PASSAGE SHOWN »
============================================================
It is commonly, and wrongly, believed that nonviolence was bound to fail in the Nazi regime.
February 27 to March 6, this year, marked the 80th anniversary of the most successful non-violent protest in Nazi Germany. The Rosenstrasse Protest of 1943, in the heart of Berlin, resonates in our times because both the horror and valour keep taking new forms.
The protestors were “gentile”, or not-Jew, women married to Jewish men. On February 27, 1943, the Gestapo rounded up over 2,000 Jewish men who were still free because they were in mixed marriages. A few weeks earlier Joseph Goebbels, the Reich Minister of Propaganda, had resolved to make Berlin “entirely free of Jews”.
What Goebbels did not anticipate was that the spouses of the arrested men would offer such determined resistance. Nazi ideology and propaganda held these gentile women in contempt for marrying, and staying married to, Jews. For almost a decade, such women had been pressured to divorce their Jewish spouses. Some women were also put through stressful interrogation by the Gestapo.
As the historian Nathan Stoltzfus, author of Resistance of the Heart: Intermarriage and the Rosenstrasse Protest in Nazi Germany, has pointed out, these women had already been extraordinarily courageous — by refusing to divorce or abandon their Jewish spouses. In many cases, this also meant that they suffered the agony of being ostracised by members of their own extended families.
Ironically, it was Goebbels’ mass arrests that forged an active solidarity among the wives of those arrested. To begin with, the women came to Rosenstrasse (Rose Street), where the arrested men were being held, just to seek information about their own husbands. As their numbers grew so did their determination, which gave rise to the cry: “Give us our husbands back.”
============================================================
LISTED RECORDS »
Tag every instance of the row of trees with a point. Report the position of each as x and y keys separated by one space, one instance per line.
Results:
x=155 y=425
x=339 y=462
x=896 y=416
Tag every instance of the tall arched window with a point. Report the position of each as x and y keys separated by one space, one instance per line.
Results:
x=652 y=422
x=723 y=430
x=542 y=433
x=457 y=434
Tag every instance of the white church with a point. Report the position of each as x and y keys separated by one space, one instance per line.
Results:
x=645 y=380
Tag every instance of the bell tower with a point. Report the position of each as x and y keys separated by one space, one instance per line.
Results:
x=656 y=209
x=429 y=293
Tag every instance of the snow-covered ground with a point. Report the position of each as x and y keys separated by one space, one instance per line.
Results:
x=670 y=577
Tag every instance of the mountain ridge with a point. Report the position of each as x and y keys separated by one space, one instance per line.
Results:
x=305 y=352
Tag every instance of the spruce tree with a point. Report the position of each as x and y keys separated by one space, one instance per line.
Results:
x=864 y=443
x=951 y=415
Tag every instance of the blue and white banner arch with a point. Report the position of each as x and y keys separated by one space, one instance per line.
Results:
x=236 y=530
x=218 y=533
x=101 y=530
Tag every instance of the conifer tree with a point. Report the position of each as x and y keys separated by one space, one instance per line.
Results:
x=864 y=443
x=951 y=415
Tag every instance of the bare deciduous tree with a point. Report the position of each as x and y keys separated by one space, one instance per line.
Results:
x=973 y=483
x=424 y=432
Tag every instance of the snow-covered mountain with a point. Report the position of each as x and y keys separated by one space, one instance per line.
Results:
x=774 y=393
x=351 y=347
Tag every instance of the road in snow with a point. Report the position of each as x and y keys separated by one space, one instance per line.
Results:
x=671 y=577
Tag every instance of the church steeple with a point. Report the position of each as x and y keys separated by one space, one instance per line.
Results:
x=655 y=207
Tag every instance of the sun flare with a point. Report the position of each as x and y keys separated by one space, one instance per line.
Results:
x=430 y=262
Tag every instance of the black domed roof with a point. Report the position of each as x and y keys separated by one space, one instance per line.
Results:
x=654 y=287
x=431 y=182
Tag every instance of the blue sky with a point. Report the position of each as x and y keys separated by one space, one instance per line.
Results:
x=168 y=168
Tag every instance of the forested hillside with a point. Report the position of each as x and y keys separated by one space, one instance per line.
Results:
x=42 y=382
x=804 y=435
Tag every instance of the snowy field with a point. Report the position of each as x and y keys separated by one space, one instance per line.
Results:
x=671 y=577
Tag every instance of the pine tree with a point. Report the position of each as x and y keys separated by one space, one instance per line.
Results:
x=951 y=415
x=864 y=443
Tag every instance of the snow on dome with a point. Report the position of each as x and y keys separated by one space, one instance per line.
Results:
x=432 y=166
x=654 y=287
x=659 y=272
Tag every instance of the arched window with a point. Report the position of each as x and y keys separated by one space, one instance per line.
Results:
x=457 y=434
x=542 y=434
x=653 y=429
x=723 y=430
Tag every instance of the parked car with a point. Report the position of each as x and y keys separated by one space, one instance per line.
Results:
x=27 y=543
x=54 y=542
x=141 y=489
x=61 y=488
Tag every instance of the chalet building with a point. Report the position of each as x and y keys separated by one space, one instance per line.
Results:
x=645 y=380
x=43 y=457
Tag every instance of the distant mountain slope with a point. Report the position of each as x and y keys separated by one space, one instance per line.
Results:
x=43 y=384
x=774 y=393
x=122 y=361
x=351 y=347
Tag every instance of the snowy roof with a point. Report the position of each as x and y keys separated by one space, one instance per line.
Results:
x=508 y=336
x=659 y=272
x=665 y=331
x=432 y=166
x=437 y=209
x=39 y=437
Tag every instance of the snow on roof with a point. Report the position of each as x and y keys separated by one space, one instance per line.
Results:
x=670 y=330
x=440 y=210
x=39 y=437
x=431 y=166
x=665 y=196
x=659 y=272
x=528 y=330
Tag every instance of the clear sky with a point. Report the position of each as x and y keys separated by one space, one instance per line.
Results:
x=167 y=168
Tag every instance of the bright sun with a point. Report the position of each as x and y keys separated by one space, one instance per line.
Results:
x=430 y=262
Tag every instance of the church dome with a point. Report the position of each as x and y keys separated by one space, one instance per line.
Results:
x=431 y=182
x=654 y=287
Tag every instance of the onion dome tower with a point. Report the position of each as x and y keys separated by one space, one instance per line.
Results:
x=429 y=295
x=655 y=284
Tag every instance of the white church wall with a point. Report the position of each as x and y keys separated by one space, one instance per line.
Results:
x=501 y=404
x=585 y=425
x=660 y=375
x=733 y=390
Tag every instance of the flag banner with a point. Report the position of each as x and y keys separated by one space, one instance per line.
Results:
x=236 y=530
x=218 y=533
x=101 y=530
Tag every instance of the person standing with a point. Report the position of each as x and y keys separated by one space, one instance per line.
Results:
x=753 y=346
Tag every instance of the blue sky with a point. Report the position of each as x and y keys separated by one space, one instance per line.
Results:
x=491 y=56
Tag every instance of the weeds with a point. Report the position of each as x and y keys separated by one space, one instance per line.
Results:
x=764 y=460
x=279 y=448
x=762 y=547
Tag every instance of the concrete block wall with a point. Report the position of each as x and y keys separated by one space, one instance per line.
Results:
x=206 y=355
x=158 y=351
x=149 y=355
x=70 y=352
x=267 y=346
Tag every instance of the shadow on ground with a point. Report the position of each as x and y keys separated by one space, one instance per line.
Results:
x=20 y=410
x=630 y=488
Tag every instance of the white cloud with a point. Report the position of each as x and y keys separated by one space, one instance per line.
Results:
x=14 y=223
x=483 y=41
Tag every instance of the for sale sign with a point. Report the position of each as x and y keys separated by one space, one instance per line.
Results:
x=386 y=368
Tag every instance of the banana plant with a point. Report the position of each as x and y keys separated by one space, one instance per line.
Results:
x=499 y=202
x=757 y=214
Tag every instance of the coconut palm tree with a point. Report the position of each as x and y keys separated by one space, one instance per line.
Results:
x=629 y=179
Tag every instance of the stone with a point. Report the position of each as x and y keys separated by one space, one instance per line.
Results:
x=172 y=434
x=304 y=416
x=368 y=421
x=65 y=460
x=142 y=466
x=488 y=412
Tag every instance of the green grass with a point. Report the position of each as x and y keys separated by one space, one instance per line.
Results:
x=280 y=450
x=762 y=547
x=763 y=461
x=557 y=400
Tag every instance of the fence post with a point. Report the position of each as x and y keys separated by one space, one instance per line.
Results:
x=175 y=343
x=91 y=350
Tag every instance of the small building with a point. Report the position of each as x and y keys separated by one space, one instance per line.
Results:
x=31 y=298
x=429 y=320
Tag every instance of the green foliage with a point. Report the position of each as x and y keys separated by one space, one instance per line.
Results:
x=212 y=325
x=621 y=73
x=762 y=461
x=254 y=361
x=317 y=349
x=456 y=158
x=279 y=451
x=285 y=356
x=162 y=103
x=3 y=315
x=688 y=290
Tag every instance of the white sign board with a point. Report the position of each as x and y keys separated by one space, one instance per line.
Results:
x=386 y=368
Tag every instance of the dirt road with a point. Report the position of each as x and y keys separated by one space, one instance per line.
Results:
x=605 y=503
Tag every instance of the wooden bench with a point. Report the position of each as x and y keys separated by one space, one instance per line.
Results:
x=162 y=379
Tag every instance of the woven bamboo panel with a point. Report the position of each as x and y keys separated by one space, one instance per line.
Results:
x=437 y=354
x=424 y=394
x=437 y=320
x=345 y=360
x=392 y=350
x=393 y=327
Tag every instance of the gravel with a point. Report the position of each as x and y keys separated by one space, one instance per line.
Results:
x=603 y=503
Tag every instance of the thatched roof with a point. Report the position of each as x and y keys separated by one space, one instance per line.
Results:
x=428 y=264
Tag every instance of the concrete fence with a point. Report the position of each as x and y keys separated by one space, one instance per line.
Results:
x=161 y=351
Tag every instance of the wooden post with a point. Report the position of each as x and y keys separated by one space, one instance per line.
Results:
============================================================
TASK 1 » In the Rosenstrasse passage, rewrite everything from "It is commonly, and" down to "taking new forms.", renaming "the Nazi regime" as "Hitler's Germany".
TASK 2 » According to the Rosenstrasse passage, why had the gentile wives already shown extraordinary courage before the protest began?
Nothing here depends on the rows, so they can be set aside.

TASK SOLUTION 1 »
It is commonly, and wrongly, believed that nonviolence was bound to fail in Hitler's Germany.
February 27 to March 6, this year, marked the 80th anniversary of the most successful non-violent protest in Nazi Germany. The Rosenstrasse Protest of 1943, in the heart of Berlin, resonates in our times because both the horror and valour keep taking new forms.

TASK SOLUTION 2 » They had refused to divorce or abandon their Jewish husbands, even though for almost a decade they had been pressured to divorce and held in contempt by Nazi ideology and propaganda. In many cases, staying married also meant being ostracized by members of their own extended families.